■ VORLIEGENDER TEXT:
---------------

Mit der zunehmenden Verbreitung mächtiger KI-Modelle wächst auch das Risiko ihrer unkontrollierten und zweckentfremdeten Nutzung. Die geltenden Regelwerke wie DSGVO und EU-KI-Verordnung greifen hier bislang zu kurz. Einen Vorschlag zur Schließung dieser Regulierungslücke legen Rainer Mühlhoff (Universität Osnabrück) und Hannah Ruschemeier (FernUniversität in Hagen) vor. In ihrer gemeinsamen Arbeit – veröffentlicht im International Journal of Law and Information Technology und vorgestellt unter purposelimitation.ai – plädieren sie für eine modellbezogene Zweckbindung, die über den klassischen Datenschutz hinausgeht und KI-Systeme selbst als Regulierungsobjekte versteht.
Das Problem der unkontrollierten Nutzung von Künstlicher Intelligenz
Die unkontrollierte Nachnutzung trainierter KI-Modelle und anonymisierter Trainingsdaten stellt eine zentrale und bislang unzureichend adressierte Herausforderung der aktuellen KI-Regulierung dar. Weder die DSGVO noch die KI-Verordnung erfassen die systemischen Risiken, die sich aus der Zweckentfremdung solcher Modelle ergeben. Insbesondere in Open-Source-Kontexten droht eine beliebige Weiterverwendung für Anwendungen, die weit über den ursprünglichen Rahmen hinausgehen. Dadurch können sensible Informationen in neue, potenziell schädliche Kontexte gelangen, etwa in der Versicherungs- oder Personalbranche. Damit entstehen nicht nur neue Formen informationeller Machtasymmetrie, sondern auch kollektive Risiken, die das Vertrauen in Forschung und öffentliche Institutionen gefährden.
Zweckbindung für KI-Modelle und Trainingsdatensätze
Hier setzt der Vorschlag einer erweiterten Zweckbindung für KI-Modelle und Trainingsdatensätze an, der von Mühlhoff und Ruschemeier entwickelt wurde. Während die traditionelle Zweckbindung der DSGVO primär auf personenbezogene Daten und individuelle Datenschutzrechte fokussiert, geht ihr Ansatz einen entscheidenden Schritt weiter: Sie schlagen vor, das trainierte Modell selbst und die zugrunde liegenden (auch anonymisierten) Datensätze als eigenständige Regulierungsobjekte zu behandeln. Ziel ist es, die Nutzung dieser Modelle auf den ursprünglich definierten Zweck zu beschränken.

---------------

■ BEREITGESTELLTE DATEN:
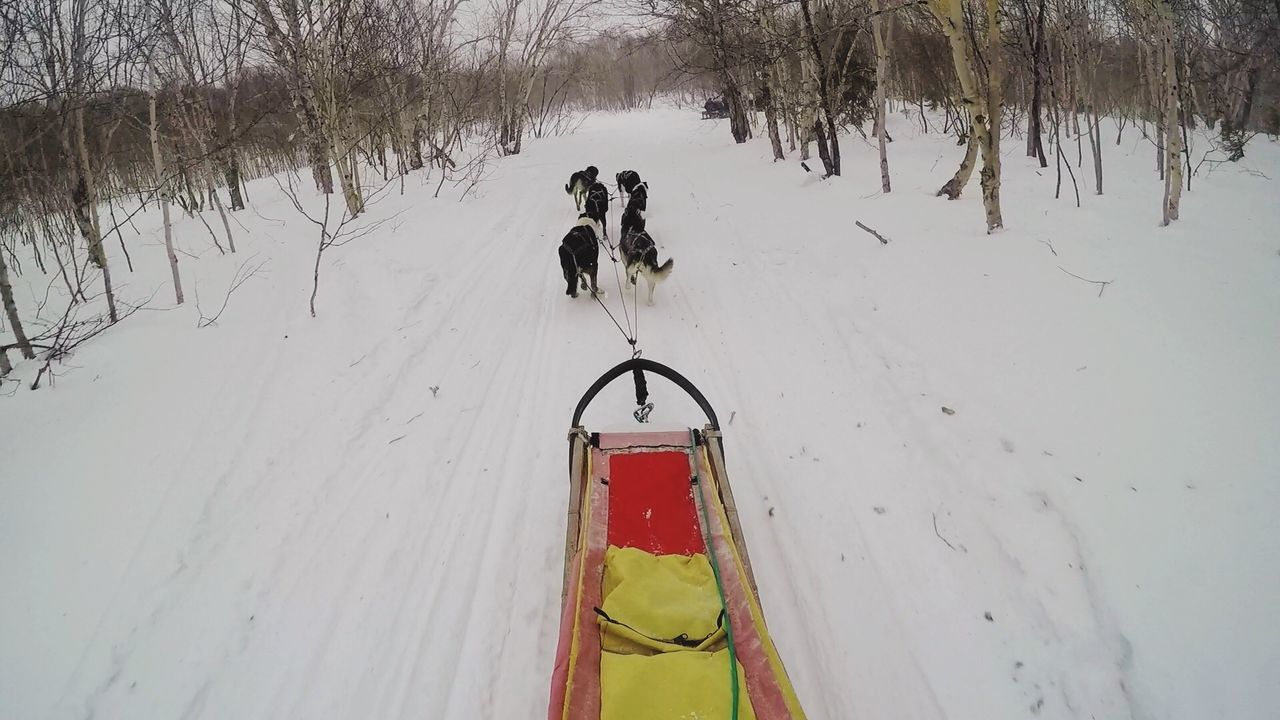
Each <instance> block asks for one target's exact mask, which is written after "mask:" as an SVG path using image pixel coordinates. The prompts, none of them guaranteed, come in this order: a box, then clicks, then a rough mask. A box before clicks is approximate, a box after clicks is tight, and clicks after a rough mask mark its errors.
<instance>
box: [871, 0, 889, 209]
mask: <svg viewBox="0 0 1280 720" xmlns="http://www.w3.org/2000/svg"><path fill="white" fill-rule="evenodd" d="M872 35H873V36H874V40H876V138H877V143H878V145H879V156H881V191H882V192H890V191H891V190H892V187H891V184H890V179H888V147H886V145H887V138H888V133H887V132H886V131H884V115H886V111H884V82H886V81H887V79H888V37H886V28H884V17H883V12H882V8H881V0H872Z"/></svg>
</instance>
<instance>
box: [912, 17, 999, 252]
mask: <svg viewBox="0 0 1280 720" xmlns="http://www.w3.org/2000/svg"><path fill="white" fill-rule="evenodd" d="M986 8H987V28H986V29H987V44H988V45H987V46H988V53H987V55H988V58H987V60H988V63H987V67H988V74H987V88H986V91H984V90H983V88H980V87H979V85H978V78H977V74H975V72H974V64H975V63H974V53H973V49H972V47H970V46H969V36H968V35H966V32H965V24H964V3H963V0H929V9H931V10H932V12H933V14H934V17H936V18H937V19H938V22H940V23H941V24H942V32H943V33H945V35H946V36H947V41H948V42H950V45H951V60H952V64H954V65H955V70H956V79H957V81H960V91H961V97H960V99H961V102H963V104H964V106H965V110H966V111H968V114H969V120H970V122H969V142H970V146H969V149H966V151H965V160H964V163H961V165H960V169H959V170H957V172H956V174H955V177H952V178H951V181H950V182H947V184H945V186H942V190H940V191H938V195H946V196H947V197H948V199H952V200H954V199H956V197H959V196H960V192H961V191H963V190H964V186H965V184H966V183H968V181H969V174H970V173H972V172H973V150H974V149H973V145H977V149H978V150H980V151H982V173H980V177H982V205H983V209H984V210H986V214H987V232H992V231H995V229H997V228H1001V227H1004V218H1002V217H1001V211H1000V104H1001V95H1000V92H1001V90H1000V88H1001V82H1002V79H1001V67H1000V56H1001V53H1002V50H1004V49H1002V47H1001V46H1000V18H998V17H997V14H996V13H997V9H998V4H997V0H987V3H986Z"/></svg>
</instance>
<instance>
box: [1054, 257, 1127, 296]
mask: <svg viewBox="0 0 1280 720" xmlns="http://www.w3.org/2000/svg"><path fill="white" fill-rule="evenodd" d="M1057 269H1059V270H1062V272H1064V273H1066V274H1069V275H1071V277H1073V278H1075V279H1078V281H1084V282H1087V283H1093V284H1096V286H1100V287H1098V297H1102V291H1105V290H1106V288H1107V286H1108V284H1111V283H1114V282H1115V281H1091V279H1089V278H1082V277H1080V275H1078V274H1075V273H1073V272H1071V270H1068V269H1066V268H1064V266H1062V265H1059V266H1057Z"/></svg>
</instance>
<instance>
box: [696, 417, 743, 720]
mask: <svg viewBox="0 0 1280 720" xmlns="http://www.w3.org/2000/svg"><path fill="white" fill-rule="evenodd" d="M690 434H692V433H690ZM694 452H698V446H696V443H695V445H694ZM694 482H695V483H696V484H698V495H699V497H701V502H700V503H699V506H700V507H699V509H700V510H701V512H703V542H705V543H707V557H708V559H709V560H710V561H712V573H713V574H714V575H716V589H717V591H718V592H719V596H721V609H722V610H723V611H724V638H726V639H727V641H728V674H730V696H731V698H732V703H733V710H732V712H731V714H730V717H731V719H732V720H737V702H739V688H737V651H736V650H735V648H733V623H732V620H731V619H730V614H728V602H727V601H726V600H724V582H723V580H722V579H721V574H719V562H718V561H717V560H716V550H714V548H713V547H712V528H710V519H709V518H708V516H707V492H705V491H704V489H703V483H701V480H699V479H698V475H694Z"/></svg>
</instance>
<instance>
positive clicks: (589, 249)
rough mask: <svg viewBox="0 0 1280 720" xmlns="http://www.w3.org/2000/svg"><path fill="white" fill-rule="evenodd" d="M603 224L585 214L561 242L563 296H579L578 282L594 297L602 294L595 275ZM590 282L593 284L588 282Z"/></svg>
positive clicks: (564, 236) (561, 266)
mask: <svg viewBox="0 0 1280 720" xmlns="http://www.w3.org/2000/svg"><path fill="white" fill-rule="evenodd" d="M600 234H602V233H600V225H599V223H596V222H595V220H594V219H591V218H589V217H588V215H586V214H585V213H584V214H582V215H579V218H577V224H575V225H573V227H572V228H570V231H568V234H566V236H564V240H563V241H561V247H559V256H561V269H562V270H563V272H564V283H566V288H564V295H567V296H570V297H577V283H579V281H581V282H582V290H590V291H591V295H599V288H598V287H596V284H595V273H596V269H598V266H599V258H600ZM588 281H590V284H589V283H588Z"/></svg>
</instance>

---------------

■ AUFGABEN:
- a) Übertragen Sie aus dem Text zur Zweckbindung für KI-Modelle wortgetreu den Abschnitt, der mit den Worten „Das Problem der“ einsetzt und mit „öffentliche Institutionen gefährden.“ schließt.
- b) Beantworten Sie anhand des Textes zur Zweckbindung für KI-Modelle die folgenden Fragen:
(i) An welcher Universität ist Rainer Mühlhoff laut dem Text tätig?
(ii) Welche zwei Branchen werden als Beispiele genannt, in denen sensible Informationen in neue, potenziell schädliche Kontexte gelangen können?
(iii) Worauf fokussiert die traditionelle Zweckbindung der DSGVO primär?

■ ANTWORTEN DER REIHE:
- a)
Das Problem der unkontrollierten Nutzung von Künstlicher Intelligenz
Die unkontrollierte Nachnutzung trainierter KI-Modelle und anonymisierter Trainingsdaten stellt eine zentrale und bislang unzureichend adressierte Herausforderung der aktuellen KI-Regulierung dar. Weder die DSGVO noch die KI-Verordnung erfassen die systemischen Risiken, die sich aus der Zweckentfremdung solcher Modelle ergeben. Insbesondere in Open-Source-Kontexten droht eine beliebige Weiterverwendung für Anwendungen, die weit über den ursprünglichen Rahmen hinausgehen. Dadurch können sensible Informationen in neue, potenziell schädliche Kontexte gelangen, etwa in der Versicherungs- oder Personalbranche. Damit entstehen nicht nur neue Formen informationeller Machtasymmetrie, sondern auch kollektive Risiken, die das Vertrauen in Forschung und öffentliche Institutionen gefährden.

- b)
(i) An der Universität Osnabrück.
(ii) Die Versicherungsbranche und die Personalbranche.
(iii) Auf personenbezogene Daten und individuelle Datenschutzrechte.